▸ **Zu lösende Aufgaben**:
a) Nenne den Teil der Tour, den der Wanderbericht über die Etappe nach Santa Maria als technisch schwierigsten bezeichnet.
b) Setze den Wanderbericht über die Etappe nach Santa Maria nach seinem letzten Satz fort.

▸ **Textauszug**:
-*-*-

Vom Ende eines Ohrwurms
Vor dem Frühstück los und garantiert den frühen Bus in Santa Maria schaffen – Proviant haben wir ja noch? Diesen Plan verwerfen wir sofort, als der Duft von Thereses frisch gebackenem Hefezopf durch die Stube wabert. Wir trödeln dennoch nicht mit dem Aufbruch, denn auch wenn die Königsetappe geschafft ist: Ein Auslaufen ist der Schlusstag nach Santa Maria sicher nicht. Zwar sind die Wege etwas «schneller» und weniger plattig als am Vortag. Aber der Abstieg von der Cima de Nomnom gleich hinter der Buffalorahütte ist der technisch schwierigste Teil der Tour. Perfekt instandgehaltene Eisenleitern führen von der Scharte in beeindruckender Wegführung nach unten. «Ich komme mir vor wie ein Steinbock», meint Susanna auf den ausgesetzten Bändern. Auf festerem Boden angekommen, ist die Scharte schon kaum mehr erkennbar, und wir testen die steilen Flanken auf ihre Echo-Tauglichkeit: «Saaanta Maaaria!»
Oben bleiben: Der Sentiero
Alpino bleibt stets hoch über dem
namensgebenden Val Calanca.

-*-*-

Datensatzeinträge zu Positionen von Objekten
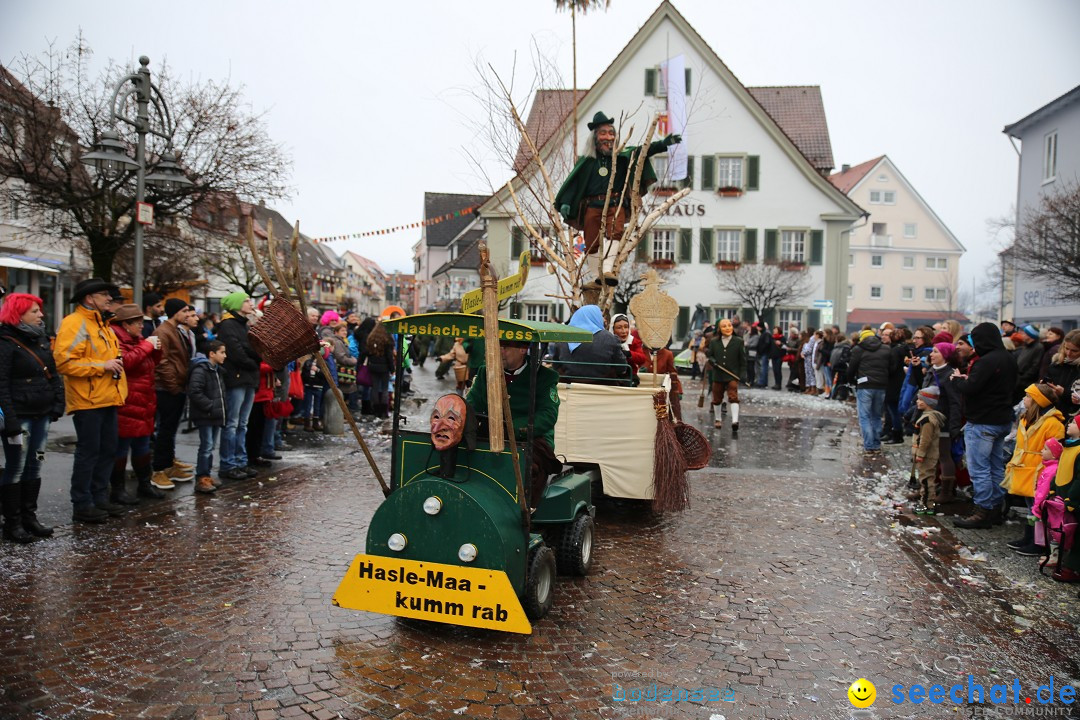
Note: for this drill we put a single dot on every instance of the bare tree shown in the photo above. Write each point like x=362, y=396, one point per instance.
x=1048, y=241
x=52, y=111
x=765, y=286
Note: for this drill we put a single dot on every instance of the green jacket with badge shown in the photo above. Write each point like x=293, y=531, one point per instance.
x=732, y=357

-*-*-

▸ **Lösungen der Aufgaben**:
a) Der Abstieg von der Cima de Nomnom gleich hinter der Buffalorahütte.

b)
Noch zwei Kessel gilt es, in bewährter Manier auszulaufen. Unterhalb des Piz de Groven lässt ein letztes Tobel mal wieder den Wunsch nach einer Hängebrücke aufkommen. «Oder zumindest eine Tyrolienne!», meint Michi. Aber insgeheim freuen wir uns über die Ursprünglichkeit und Ruhe und nehmen gern in Kauf, dass wir in einer Dreiviertelstunde nur rund 100 Meter Luftlinie zurücklegen. Den frühen Bus haben wir schon aufgegeben, als das Gelände einfacher wird und wir unter die 2000-Meter-Marke ab- und in traumhafte Lärchenwälder eintauchen. Flott marschiert es sich über die (leider trockene) Alp di Fora, ehe wir am Pian di Renten den 1000-Höhenmeter-Sturzflug ins Tal beginnen. Eine breite Forstschneise kündigt Zivilisation an, Santa Maria war plötzlich nicht mehr «unendlich weit», wie uns Roland Kaiser seit Tagen weismachen will. Und als wir bei gut 30 Grad Mittagshitze am Kirchplatz einlaufen, bleibt mit 17 Minuten bis zur Busabfahrt sogar noch Zeit für zwei kleine Panachés, die uns vom hartnäckigen Ohrwurm und den heissgelaufenen Fusssohlen endgültig befreien. Einhelliges Fazit zum Sentiero Alpino Calanca: Gerne wieder – mit weniger Proviant und mehr musikalischer Abwechslung.
Etappen von Nord nach Süd
- S. Bernardino Hospiz (Passhöhe) bis Rifugio Pian Grand (6. 0 h)
oder San Bernardino Dorf bis Rifugio Pian Grand (3 3/4 h)
- Rifugio Pian Grand bis Rifugio Ganan (5 3/4 h)
oder an einem stück bis Capanna Buffalora (8. 0 h)
- Rifugio Ganan bis Capanna Buffalora (3. 0 h)
- Capanna Buffalora bis St. Maria (7 1/2 h)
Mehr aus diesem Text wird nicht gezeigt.